DOCUMENT:
:::::

VPLL Project 0219 Blouse — Part 1

May 29, 2012 at 6:13 pm (Sewing Projects, The 1912 Project)

I decided to tackle the pattern without instructions because… hey… I need the points!!  Seriously, when I saw this blouse available I immediately thought about making it into a summer blouse, with a peplum.  My second thought was to change the grain of the pattern.  It is a biased-cut pattern.  While I “thought” about changing the grain, in the end I decided not to because… hey… no instructions and I was going to have to wing it and didn’t want to add another wrinkle to this task.

:::::

RAW DATA:

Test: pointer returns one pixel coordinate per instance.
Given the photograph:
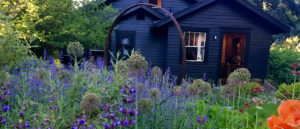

:::::

EXERCISE REQUIREMENTS: Copy out the part of the blouse project post from "VPLL Project 0219" up to and including "to this task.".

TASK RESPONSE:
VPLL Project 0219 Blouse — Part 1

May 29, 2012 at 6:13 pm (Sewing Projects, The 1912 Project)

I decided to tackle the pattern without instructions because… hey… I need the points!!  Seriously, when I saw this blouse available I immediately thought about making it into a summer blouse, with a peplum.  My second thought was to change the grain of the pattern.  It is a biased-cut pattern.  While I “thought” about changing the grain, in the end I decided not to because… hey… no instructions and I was going to have to wing it and didn’t want to add another wrinkle to this task.